Goal of the exercise » Every line from the one containing "Target: man's hand" through the end of the data is to be copied exactly, and nothing outside that range.

[Records excerpted from a collection]
# # # # #

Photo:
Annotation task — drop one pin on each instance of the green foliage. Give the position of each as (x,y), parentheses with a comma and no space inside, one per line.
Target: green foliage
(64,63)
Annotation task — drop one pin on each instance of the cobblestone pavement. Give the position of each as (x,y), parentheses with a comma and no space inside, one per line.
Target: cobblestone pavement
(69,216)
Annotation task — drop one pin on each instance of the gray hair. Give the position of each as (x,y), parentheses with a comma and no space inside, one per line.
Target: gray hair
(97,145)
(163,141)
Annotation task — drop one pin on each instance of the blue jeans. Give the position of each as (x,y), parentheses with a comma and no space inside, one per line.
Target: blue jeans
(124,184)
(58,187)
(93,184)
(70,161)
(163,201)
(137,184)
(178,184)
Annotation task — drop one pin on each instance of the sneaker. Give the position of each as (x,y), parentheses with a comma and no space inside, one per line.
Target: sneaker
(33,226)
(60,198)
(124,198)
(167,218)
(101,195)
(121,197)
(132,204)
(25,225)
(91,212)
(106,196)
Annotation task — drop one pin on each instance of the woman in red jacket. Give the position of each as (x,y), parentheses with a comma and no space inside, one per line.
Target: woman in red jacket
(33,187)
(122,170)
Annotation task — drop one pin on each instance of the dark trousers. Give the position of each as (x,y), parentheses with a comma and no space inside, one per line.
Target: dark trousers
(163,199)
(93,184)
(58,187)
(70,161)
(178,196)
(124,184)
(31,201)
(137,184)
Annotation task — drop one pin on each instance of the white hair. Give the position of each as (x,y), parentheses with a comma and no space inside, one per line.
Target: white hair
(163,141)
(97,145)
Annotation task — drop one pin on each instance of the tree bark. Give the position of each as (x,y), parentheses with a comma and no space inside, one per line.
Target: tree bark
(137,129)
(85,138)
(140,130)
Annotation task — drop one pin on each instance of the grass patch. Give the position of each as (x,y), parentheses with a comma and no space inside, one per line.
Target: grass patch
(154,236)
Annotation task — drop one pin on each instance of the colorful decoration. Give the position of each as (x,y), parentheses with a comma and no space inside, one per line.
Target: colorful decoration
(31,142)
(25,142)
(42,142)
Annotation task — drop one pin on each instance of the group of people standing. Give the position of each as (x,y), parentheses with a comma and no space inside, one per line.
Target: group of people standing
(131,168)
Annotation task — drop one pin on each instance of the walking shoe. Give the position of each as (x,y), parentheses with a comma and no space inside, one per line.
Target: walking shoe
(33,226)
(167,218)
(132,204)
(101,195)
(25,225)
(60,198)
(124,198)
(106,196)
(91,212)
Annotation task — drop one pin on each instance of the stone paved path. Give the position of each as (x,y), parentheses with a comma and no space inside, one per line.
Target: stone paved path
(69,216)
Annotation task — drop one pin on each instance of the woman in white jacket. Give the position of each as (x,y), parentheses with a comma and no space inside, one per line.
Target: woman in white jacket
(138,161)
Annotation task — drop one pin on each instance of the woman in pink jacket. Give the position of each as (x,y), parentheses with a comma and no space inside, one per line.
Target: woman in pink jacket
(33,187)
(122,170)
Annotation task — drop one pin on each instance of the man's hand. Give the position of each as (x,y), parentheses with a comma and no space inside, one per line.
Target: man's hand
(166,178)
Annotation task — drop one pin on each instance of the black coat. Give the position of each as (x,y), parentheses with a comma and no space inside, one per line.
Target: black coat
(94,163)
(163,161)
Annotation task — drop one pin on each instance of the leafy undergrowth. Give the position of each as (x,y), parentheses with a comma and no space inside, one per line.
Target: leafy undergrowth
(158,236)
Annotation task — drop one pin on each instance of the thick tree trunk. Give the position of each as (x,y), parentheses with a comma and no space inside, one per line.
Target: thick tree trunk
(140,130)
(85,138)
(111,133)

# # # # #

Output of the exercise »
Target: man's hand
(166,178)
Annotation task — drop one pin on each instance of the black coat. Give the position of each as (x,y), parentheses with a comma and no space inside, one per line.
Target: black coat
(94,163)
(163,161)
Annotation task — drop one pin on each instance of the leafy undergrowth. Give the position of each as (x,y), parentheses with a comma and no space inside, one per line.
Target: leafy undergrowth
(158,236)
Annotation task — drop one pin on each instance of the thick tree trunk. Give the position of each as (x,y), parentheses with a comma and no space inside, one per line.
Target: thick tree trunk
(140,130)
(85,138)
(111,133)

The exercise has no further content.